Given text:

# # #

However, several constraints affect cassava processing which limit the contribution that the crop makes to the nation’s economy (Henry, S.K, A. Westby and C. Collinson, 1999). The constraints include the following, lack of fund, inadequate processing and storage facilities and inefficiency in input supply and distribution, high cost of frying pans, inadequate know- how on processing and storage to enhance shelf life, high transaction cost, market uncertainty, inability of the processors to keep adequate records of production cost as well as the tedious operation technology (Bello, 2003).
It is documented that increasing hectarage, fallow length and use of organic and inorganic fertilizer increases cassava output (Isiohoraja and Idoge, (2005); Osugri 1996; Arene and Mkpado (2004). Very few works, example: Ekwe and Ekwe (2005), Alinor (2002), Oyewole and Sanni (1995) and Ayinde, I.A, O.F. Ashaolu, S.A. Adewuyi and M.U. Agbonlaho, (2005) examined processing and marketing of cassava products. The study by Ekwe and Ekwe (2005) concentrated on processing of cassava into gari and its marketing. There was no report on the marketing channel which should have given insight into the development of the processing enterprises and marketing margins associated with each channel. Similarly the study by Alinor (2002) determined the profitability of processing cassava into gari and fufu in Nsukka and did not consider order derivatives like chips, and flour. Presently, the presidential initiatives on cassava concentrates mainly on export of cassava flour and its use in baking industry, production of starch and cassava chips as well as export of gari. The need therefore, is to document the present experiences of farmers in processing and marketing of cassava derivatives. With respect to rural economy, where most of the cassava productions take place and on which the Federal Government will rely to succeed in this reform initiatives, the questions are: which cassava derivative gives the highest revenue to farmers and what marketing channel should farmers adopt? This is because improving processing and marketing efficiency of cassava products will reduce food insecurity, poverty and enhance the success of the reform initiatives on cassava.
1.3 Objectives of the Study
The broad objective of the study is to compare the economics of selected cassava derivatives in Uzo-Uwani Local Government Area.
The specific objectives of the study are to:
- describe the socio-economic characteristics of marketers of selected cassava derivatives in the study area;
- describe the methods of processing selected cassava derivatives;
iii. describe the marketing channels of selected cassava derivatives;
- compare the return per naira of investment of marketing cassava flour, chips and gari;
- determine the cassava derivatives with the highest income;
- estimate the factors affecting profitability of the selected cassava derivatives;
vii. identify constraints associated with processing and marketing of cassava derivatives (flour, chips and gari)

# # #

Dataset excerpt:

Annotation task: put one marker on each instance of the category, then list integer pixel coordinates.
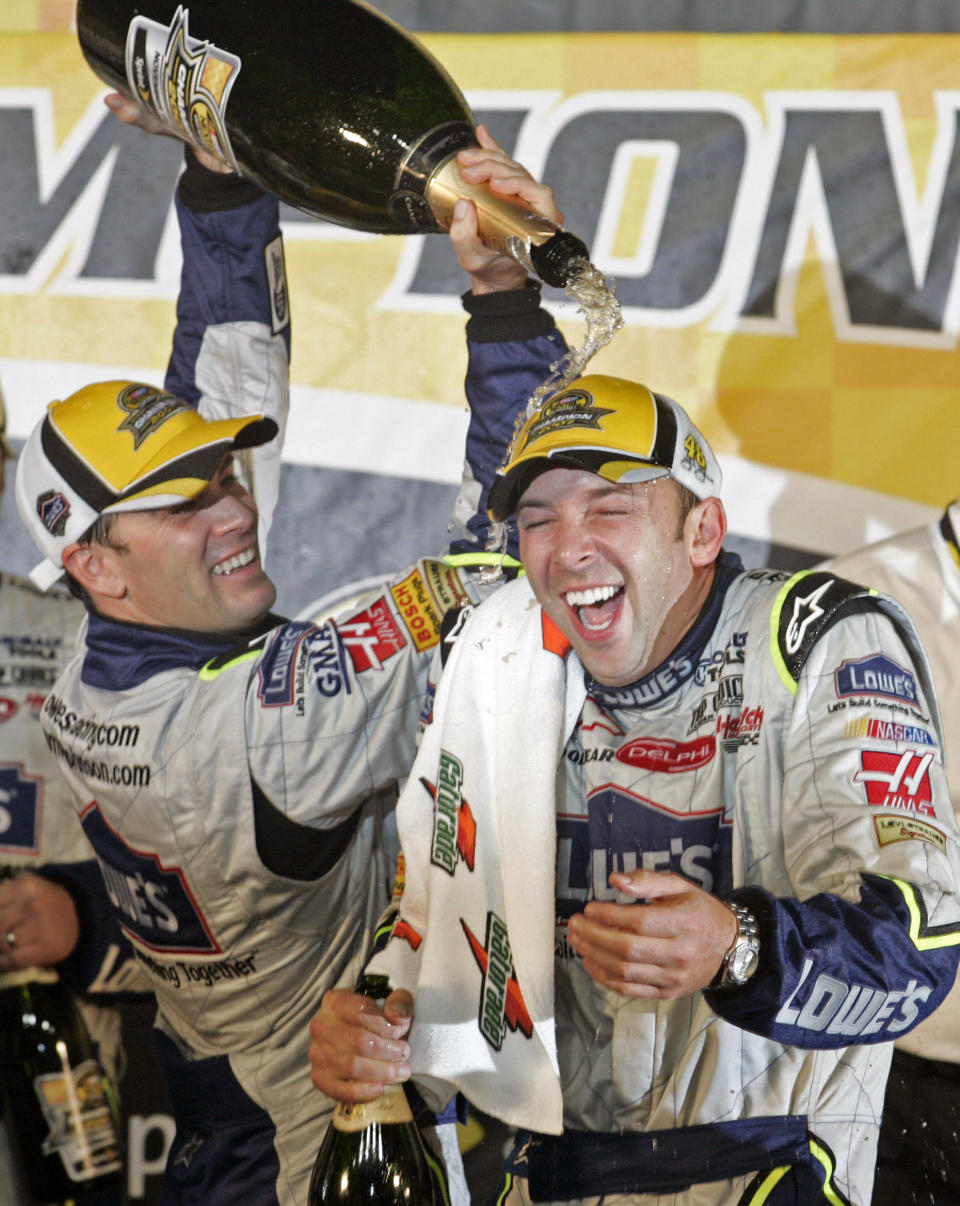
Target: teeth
(241, 558)
(596, 595)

# # #

Exercise set:
1. Answer these questions from the cassava study text:
(a) Which study concentrated on processing cassava into gari and its marketing?
(b) Where did Alinor (2002) determine the profitability of processing cassava into gari and fufu?
(c) In which Local Government Area does the study compare the economics of selected cassava derivatives?
2. Write the next part of the cassava derivatives study text, picking up after its final listed objective.

Final answers:
1.
(a) Ekwe and Ekwe (2005)
(b) Nsukka
(c) Uzo-Uwani

2.
viii. make recommendation for development of the presidential initiatives on cassava.
The following null hypotheses were tested:
- There is no significant difference between the profit from marketing cassava chips, flour and gari.
- Profitability of cassava derivatives does not depend on the socio-economic Characteristics of the marketers such as gender and marital status.
Cassava is one of the most important energy sources in the human diet in the tropics. It is an important staple, and cash crop that thrives where most other crops fail (Philip, 2005). Despite the rapid growth of cassava cultivation in Nigeria, processing and marketing are still constrained by certain factors namely; inadequate improved varieties, poor farm management which may not be good for export products, high pressure on land leading to cultivation of cassava on depleted soil, high cost of labor for all production processes, high cost of tubers from the production centers to processing sites and inadequate processing equipment (Bello, 2003).
Rural people even those in Uzo-Uwani make livelihood from processing of cassava into gari, fufu, tapioca, chips, for food and income. But the profitable enterprises that evolved from marketing of cassava derivatives are yet to be empirically documented. Also, the current NEEDS policy document highlighted cassava as one of the export crops of Nigeria, hence it’s enlisting as one of the presidential initiatives/strategies for realization of $5billion from cassava export in 2001(NEEDS 2003). Thus, the study of comparative economics analysis of selected cassava derivatives is necessary, because it will determine the derivatives that have the highest net income, the marketing channel, processing constraints as it affects processors and marketers as well as the exports potentials.
The findings from this study will help policy makers, researchers and processors to address the issue of cassava processing. The study is further justified because its findings and recommendation will benefit researchers as it will serve as a reference point for further studies, processors will be more informed on the profitability of the derivatives and hence in choice making.